- _DATA EXCERPTS_
....
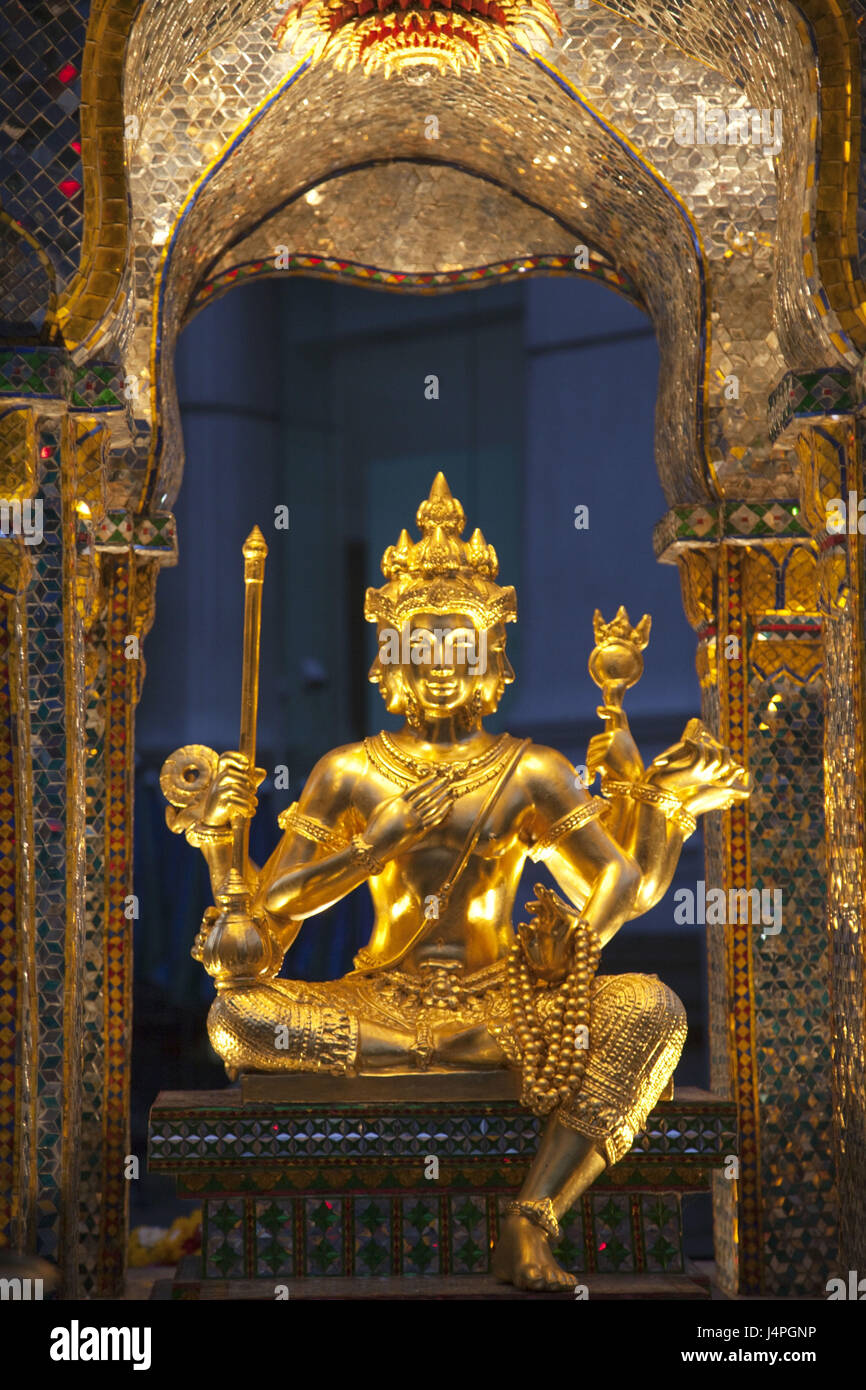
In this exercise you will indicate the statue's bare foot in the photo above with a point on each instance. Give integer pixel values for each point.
(523, 1258)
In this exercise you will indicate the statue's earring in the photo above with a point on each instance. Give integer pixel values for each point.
(414, 716)
(469, 716)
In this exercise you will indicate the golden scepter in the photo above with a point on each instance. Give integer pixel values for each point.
(239, 950)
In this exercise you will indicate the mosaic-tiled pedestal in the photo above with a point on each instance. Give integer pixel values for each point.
(335, 1182)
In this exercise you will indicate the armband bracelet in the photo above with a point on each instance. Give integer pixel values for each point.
(540, 1212)
(566, 824)
(202, 836)
(670, 806)
(364, 858)
(312, 829)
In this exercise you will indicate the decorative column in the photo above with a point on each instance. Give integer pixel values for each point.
(18, 1130)
(72, 592)
(749, 584)
(820, 413)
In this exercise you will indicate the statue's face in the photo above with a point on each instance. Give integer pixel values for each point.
(445, 659)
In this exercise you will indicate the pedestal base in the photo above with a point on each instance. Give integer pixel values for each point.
(339, 1183)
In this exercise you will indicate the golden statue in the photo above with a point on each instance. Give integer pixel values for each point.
(438, 819)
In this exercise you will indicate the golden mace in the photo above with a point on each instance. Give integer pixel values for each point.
(239, 948)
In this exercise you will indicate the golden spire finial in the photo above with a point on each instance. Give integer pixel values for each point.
(441, 573)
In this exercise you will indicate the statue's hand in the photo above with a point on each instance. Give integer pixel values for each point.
(231, 795)
(546, 940)
(701, 772)
(616, 752)
(401, 822)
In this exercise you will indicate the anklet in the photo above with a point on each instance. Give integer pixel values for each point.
(540, 1212)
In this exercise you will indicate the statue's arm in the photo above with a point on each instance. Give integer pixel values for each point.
(590, 866)
(652, 841)
(317, 862)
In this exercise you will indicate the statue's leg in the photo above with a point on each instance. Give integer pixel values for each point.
(284, 1026)
(635, 1039)
(293, 1026)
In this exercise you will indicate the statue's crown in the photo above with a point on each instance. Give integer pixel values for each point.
(620, 630)
(441, 573)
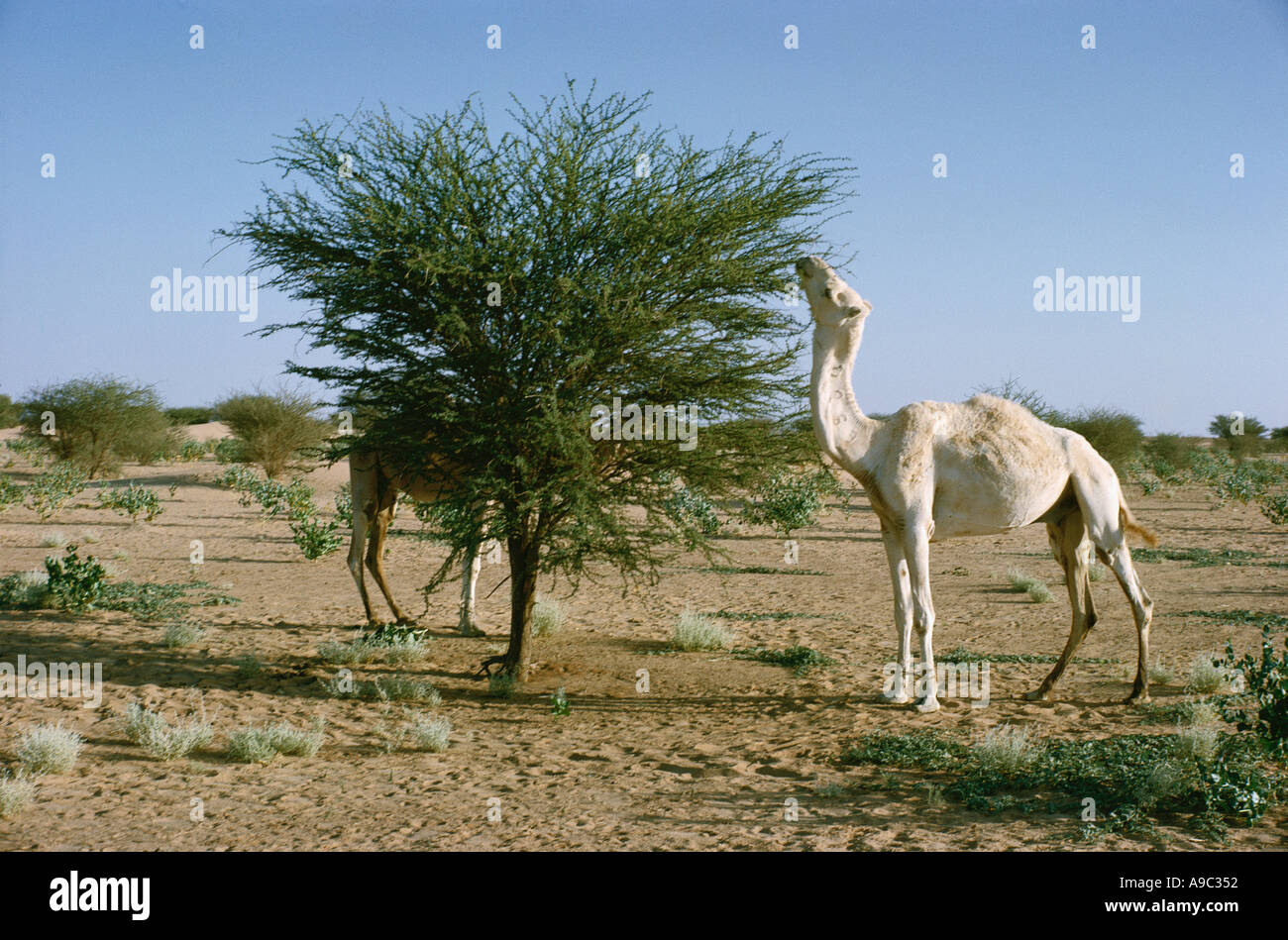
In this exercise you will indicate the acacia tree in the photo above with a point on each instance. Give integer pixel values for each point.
(485, 291)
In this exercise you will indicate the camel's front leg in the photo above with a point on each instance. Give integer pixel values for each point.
(469, 582)
(917, 553)
(901, 691)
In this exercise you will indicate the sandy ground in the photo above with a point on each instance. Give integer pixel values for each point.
(707, 759)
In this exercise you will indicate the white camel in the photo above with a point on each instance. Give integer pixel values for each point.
(375, 489)
(935, 470)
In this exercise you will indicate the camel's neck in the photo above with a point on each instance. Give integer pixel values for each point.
(844, 432)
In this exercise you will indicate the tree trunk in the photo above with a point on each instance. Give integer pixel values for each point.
(523, 591)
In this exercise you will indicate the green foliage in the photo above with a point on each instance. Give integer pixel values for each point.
(1132, 777)
(98, 423)
(786, 502)
(231, 451)
(1115, 434)
(559, 702)
(275, 428)
(1012, 390)
(451, 274)
(132, 501)
(694, 513)
(1266, 687)
(51, 492)
(76, 583)
(294, 500)
(11, 493)
(9, 411)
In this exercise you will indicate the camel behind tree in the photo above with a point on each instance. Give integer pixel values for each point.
(935, 470)
(376, 487)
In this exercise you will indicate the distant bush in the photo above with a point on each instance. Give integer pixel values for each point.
(1240, 442)
(275, 428)
(1115, 434)
(98, 423)
(51, 492)
(1168, 451)
(132, 500)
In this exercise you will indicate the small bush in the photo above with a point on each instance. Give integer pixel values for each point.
(11, 493)
(262, 745)
(429, 733)
(1006, 750)
(51, 492)
(160, 738)
(275, 428)
(184, 634)
(548, 617)
(132, 501)
(787, 502)
(16, 793)
(1206, 675)
(50, 750)
(25, 591)
(1115, 434)
(98, 423)
(1024, 583)
(695, 631)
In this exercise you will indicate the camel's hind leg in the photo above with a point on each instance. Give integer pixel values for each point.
(1100, 498)
(915, 548)
(471, 567)
(901, 691)
(375, 554)
(364, 515)
(1072, 549)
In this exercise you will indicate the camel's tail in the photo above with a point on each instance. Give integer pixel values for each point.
(1129, 524)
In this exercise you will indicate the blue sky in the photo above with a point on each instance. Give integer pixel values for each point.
(1113, 161)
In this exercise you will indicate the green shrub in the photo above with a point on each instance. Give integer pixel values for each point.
(98, 423)
(1115, 434)
(11, 493)
(133, 501)
(1265, 681)
(277, 428)
(76, 583)
(52, 490)
(787, 502)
....
- _WORK TO BE COMPLETED_
Reproduce every one of the records above word for word, omitting the pictures.

- _EXPECTED OUTPUT_
In this exercise you will indicate the statue's bare foot in the photo above with a point on each instance. Give integer pixel values for each point.
(523, 1258)
In this exercise you will indicate the statue's earring in the photo above with a point on each instance. Give integer pixel values for each point.
(414, 716)
(469, 716)
In this exercise you will indicate the golden scepter in the photo above with a point on each instance. Give integer pixel values for each point.
(239, 950)
In this exercise you will indicate the mosaic-tiled pedestal in the photo above with a point on each instance. Give integer pixel values for each point.
(335, 1182)
In this exercise you will indicate the armband bracelet in the photo above with a point on each instance. Give integer pixel values for each point.
(540, 1212)
(566, 824)
(202, 836)
(670, 806)
(364, 858)
(312, 829)
In this exercise you will indicate the decorative column in the photo above with a point on each instance. Give integer pixel values for each point.
(18, 1130)
(72, 592)
(749, 584)
(820, 413)
In this exercise you will indicate the statue's face in the photo above with a point on each instance. Give integer pixel values for each point.
(445, 659)
In this exercise you will indicate the pedestal base in the photo above with a point on each instance. Give integer pixel values for each point.
(339, 1183)
In this exercise you will indicate the golden statue in the photo above with a point on each instance. Give integer pixel values for each point.
(438, 819)
In this exercise you will indicate the golden mace in the photo above with a point on each instance. Give integer pixel values for each point.
(239, 948)
In this exercise you will indicate the golden spire finial in the photo above with a point on each instance. Give integer pixel values for each point.
(441, 573)
In this exercise you will indicate the statue's hand in the photo above with a point on each instance. Give integer pixel values for each point.
(231, 795)
(546, 940)
(701, 772)
(616, 752)
(401, 822)
In this exercise you will indicate the anklet in the photo above with a point on each instance. Give integer pixel values for each point.
(540, 1212)
In this exercise you will indicate the statue's arm in the photo above with a point on each instance. Give integer pixel values for each point.
(590, 866)
(652, 841)
(317, 862)
In this exercise you will indicate the statue's leg in the photo above with a point on each instance. Give integer pixel values for each point.
(284, 1026)
(635, 1039)
(293, 1026)
In this exercise you will indicate the statue's crown in the photo above with a point on each instance. Give integer pixel values for each point.
(620, 630)
(441, 573)
In this exercise you will indicate the acacia tree in the photo above with a point on each instance. Give integer pixel values for each point.
(485, 291)
In this exercise you will indicate the camel's front leg in the photo above with a point on each instance. Give integer pixel values for each point.
(469, 582)
(917, 553)
(901, 691)
In this exercise you will indicate the sandy ground in the photo above with a point on each instance. Give integer pixel values for each point.
(707, 759)
In this exercise you will indicate the white camel in the photo above with a point on each instance. Give integer pixel values for each point.
(375, 489)
(935, 470)
In this exercise you will indicate the camel's neck in the photo above with a point on each instance. Give integer pixel values for each point.
(844, 432)
In this exercise you will indicate the tree trunk in the photo above with a point on each instance. Give integer pixel values for each point.
(523, 591)
In this exercise you will indicate the green foliage in the photo above with a point on each instance. Give integer pixel values for each point.
(1132, 777)
(98, 423)
(786, 502)
(231, 451)
(1115, 434)
(559, 702)
(275, 428)
(1012, 390)
(451, 274)
(132, 501)
(694, 513)
(1266, 687)
(51, 492)
(76, 583)
(294, 500)
(11, 493)
(9, 411)
In this exercise you will indicate the camel behind tree in the photo above with a point on each instance. Give integer pixel values for each point.
(935, 470)
(376, 487)
In this exercise you will indicate the distant bush in the photo above with a point on each instance. Give integer pixel values for each point.
(1240, 442)
(275, 428)
(1115, 434)
(98, 423)
(51, 492)
(1168, 451)
(132, 500)
In this exercise you will indicate the small bush in the photo above with a point on each instance. Give integer pixel values for each point.
(11, 493)
(262, 745)
(429, 733)
(1006, 750)
(51, 492)
(160, 738)
(275, 428)
(184, 634)
(548, 617)
(132, 501)
(787, 502)
(16, 793)
(1206, 675)
(50, 750)
(25, 591)
(1115, 434)
(98, 423)
(1024, 583)
(695, 631)
In this exercise you will indicate the camel's hind leg in the photo above with a point on each instance. Give integer pixel values for each point.
(1100, 498)
(915, 548)
(471, 567)
(901, 691)
(375, 554)
(364, 515)
(1072, 549)
In this exercise you will indicate the camel's tail in the photo above with a point on each instance. Give integer pixel values for each point.
(1129, 524)
In this exercise you will indicate the blue sky in the photo above with a point on each instance. Give integer pixel values for each point.
(1113, 161)
In this exercise you will indicate the green shrub in the photo above with a point on each instance. Give integer pixel values for each point.
(98, 423)
(1115, 434)
(11, 493)
(133, 501)
(1265, 681)
(277, 428)
(76, 583)
(52, 490)
(787, 502)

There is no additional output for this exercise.